▶ **Exercise instructions**:
Update the lines of data from the line with "Provide one point per instance of the black combat" to the line with "[(695, 156), (651, 29)]" by replacing "green tree" with "green bush", changing nothing else, and return only those lines.

(Stored data)
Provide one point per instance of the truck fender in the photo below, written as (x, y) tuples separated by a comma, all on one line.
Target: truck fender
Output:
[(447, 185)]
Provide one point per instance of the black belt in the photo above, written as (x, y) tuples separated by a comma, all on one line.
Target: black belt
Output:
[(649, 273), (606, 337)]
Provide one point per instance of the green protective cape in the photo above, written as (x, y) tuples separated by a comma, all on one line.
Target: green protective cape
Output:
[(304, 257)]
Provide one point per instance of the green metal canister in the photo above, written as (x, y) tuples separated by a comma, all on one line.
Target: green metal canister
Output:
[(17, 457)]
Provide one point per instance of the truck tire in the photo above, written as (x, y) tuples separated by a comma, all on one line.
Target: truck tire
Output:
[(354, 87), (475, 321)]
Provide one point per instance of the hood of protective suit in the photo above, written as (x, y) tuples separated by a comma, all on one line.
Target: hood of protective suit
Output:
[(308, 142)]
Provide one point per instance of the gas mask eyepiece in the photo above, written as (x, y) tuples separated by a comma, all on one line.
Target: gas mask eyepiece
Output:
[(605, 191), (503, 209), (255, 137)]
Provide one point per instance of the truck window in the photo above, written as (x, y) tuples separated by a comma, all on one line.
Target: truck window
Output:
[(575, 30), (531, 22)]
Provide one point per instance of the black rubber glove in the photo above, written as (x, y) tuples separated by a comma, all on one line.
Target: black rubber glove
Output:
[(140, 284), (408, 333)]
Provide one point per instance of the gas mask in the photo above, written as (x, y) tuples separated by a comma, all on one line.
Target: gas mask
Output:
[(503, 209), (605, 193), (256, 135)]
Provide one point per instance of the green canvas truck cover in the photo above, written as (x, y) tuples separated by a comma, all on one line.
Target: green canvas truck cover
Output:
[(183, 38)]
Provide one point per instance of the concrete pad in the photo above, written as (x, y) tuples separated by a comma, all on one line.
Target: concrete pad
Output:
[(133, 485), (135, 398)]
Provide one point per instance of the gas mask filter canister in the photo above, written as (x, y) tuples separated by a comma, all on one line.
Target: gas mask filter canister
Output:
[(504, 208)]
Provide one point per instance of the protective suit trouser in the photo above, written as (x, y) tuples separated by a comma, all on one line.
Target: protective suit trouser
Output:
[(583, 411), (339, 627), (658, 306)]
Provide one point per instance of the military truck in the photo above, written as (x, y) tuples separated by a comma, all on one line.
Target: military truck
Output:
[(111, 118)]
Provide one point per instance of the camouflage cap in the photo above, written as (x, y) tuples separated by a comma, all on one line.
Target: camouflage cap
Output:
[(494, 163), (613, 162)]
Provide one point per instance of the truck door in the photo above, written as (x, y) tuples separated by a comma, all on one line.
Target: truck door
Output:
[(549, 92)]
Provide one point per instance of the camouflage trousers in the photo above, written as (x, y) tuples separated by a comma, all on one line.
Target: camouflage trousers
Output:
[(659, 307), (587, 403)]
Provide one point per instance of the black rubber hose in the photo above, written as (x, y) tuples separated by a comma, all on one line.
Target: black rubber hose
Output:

* * *

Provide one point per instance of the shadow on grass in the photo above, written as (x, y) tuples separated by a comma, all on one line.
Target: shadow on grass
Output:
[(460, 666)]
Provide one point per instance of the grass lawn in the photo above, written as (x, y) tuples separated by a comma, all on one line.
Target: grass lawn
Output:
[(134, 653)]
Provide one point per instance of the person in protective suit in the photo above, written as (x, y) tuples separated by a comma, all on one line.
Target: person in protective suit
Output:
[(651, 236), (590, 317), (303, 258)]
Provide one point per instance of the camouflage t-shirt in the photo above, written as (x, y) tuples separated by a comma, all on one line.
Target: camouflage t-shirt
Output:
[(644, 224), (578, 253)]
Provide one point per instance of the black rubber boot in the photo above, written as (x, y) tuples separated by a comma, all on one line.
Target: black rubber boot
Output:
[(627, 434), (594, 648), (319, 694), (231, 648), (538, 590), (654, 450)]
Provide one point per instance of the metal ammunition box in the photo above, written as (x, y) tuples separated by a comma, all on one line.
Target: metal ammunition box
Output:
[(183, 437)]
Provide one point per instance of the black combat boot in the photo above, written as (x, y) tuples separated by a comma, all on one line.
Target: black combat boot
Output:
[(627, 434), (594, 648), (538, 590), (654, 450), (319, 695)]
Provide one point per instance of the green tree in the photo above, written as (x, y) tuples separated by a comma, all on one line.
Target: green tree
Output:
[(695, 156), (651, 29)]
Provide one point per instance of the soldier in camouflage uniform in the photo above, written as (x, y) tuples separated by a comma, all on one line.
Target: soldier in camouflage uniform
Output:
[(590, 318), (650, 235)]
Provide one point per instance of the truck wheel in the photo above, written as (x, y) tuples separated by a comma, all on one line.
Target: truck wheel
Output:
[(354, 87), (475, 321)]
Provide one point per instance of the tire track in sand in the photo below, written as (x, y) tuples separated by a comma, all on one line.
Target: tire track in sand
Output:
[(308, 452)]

▶ **Solution for this exercise**:
Provide one point per instance of the black combat boot in the photo above, written as (x, y) tuples separated by a comma, all on one line.
Target: black combat boot
Output:
[(627, 434), (594, 648), (538, 590), (654, 450), (319, 695)]
Provide one point per instance of the green bush in the photo above, written as (x, y) tuples separated by a comma, all on one line.
Target: green bush
Output:
[(695, 156), (651, 29)]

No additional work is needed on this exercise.